▶ Task instructions
How many lines in the rows below contain the string "rear"? Give only the number.

▶ Working data
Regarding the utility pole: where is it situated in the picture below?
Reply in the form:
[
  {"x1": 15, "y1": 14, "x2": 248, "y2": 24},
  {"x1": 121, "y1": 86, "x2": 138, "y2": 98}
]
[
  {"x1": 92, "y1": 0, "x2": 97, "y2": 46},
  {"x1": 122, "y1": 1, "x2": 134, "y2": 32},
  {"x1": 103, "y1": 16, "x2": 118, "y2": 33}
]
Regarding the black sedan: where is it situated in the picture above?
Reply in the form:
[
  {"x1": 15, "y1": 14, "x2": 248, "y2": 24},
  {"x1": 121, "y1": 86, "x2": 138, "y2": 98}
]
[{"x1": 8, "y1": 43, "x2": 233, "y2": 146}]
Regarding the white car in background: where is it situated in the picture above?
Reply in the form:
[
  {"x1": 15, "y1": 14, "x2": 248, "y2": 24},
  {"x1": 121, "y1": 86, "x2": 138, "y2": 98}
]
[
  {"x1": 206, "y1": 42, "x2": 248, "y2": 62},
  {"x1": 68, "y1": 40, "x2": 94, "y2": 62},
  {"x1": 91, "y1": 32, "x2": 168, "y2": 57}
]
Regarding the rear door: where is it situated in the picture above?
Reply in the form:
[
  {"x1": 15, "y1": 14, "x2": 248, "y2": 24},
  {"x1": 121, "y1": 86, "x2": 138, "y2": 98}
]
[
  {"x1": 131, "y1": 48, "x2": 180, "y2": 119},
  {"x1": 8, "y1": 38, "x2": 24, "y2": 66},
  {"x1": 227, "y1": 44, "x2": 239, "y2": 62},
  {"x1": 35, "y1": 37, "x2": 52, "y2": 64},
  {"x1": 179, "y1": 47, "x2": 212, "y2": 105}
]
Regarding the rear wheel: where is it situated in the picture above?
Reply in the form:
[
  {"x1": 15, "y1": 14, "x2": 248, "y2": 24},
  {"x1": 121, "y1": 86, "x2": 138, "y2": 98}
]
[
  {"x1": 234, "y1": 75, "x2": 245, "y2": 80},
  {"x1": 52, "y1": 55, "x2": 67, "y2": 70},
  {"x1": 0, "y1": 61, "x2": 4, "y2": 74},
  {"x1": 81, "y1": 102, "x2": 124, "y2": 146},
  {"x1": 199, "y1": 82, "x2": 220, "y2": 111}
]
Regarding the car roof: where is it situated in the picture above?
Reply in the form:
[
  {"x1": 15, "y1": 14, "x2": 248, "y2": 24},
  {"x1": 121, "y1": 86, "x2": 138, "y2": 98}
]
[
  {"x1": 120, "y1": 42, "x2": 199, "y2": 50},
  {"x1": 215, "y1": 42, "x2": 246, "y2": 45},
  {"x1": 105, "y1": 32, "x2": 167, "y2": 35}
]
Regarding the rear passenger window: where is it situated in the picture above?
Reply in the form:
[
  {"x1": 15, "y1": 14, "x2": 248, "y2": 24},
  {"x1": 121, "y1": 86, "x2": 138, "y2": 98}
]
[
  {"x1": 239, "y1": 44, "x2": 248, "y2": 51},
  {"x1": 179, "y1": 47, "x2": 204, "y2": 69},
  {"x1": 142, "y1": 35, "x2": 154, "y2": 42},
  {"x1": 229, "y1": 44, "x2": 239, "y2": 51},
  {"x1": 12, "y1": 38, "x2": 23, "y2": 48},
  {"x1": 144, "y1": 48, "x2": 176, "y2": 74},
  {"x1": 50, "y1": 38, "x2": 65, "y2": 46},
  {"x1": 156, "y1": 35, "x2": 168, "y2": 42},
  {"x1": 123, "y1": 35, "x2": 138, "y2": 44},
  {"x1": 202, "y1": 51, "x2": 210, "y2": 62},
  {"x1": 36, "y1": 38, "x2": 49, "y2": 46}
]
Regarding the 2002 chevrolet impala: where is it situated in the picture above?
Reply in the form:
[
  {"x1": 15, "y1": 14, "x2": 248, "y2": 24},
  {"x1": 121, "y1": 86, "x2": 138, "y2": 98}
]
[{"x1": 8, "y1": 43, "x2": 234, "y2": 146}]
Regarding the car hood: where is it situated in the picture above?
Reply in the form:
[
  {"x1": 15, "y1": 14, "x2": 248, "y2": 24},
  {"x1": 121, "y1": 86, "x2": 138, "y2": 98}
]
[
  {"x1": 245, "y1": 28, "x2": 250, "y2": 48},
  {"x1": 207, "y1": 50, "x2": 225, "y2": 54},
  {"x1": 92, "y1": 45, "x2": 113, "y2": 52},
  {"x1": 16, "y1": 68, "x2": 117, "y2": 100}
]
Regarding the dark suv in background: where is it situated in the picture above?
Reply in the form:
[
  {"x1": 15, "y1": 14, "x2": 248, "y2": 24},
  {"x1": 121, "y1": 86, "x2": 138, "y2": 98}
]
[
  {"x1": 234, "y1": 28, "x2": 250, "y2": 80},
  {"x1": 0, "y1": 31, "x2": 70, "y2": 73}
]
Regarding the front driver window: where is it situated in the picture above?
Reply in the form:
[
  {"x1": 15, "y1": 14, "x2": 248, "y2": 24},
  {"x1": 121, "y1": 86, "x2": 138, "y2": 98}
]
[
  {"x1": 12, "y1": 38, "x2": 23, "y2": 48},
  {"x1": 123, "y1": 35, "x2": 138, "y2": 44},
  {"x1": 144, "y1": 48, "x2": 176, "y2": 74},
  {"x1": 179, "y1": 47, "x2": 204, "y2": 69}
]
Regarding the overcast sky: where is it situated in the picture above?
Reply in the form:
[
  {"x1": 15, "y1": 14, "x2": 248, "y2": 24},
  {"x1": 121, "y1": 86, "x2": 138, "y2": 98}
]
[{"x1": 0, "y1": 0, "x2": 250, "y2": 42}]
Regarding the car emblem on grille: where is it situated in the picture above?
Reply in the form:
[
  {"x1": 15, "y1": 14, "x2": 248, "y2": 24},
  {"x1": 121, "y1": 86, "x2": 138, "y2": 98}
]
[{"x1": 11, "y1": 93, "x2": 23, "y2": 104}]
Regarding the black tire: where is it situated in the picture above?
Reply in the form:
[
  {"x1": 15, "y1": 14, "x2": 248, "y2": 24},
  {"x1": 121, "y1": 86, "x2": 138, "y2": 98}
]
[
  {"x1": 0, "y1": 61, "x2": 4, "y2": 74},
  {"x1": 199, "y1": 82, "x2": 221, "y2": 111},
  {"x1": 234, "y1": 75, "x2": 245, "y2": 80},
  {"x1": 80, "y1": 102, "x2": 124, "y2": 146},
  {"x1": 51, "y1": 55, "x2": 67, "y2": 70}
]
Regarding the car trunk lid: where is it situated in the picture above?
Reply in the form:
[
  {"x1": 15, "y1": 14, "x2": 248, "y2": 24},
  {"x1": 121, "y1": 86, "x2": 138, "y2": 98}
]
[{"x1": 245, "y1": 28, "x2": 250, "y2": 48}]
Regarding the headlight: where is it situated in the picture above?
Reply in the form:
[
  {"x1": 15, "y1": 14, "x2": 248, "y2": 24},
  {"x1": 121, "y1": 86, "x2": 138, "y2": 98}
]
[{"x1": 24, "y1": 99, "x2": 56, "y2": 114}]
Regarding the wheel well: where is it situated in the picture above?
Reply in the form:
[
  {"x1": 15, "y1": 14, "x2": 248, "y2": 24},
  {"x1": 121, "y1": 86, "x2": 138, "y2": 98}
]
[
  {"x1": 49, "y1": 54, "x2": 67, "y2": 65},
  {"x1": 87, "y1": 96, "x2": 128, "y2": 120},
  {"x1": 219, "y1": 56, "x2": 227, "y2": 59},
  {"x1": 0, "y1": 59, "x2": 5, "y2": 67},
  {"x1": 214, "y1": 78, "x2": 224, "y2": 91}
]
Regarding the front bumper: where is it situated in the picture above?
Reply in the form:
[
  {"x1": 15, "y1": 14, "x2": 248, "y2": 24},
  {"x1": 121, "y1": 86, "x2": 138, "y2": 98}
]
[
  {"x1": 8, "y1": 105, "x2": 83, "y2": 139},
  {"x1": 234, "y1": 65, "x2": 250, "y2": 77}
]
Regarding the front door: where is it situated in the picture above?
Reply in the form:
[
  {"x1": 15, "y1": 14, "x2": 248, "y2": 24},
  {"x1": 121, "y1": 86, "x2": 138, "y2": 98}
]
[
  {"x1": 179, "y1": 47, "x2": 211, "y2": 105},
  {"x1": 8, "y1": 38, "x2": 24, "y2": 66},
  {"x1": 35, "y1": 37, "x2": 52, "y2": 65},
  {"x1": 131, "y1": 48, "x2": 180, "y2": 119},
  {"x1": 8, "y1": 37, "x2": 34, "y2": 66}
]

▶ Task result
3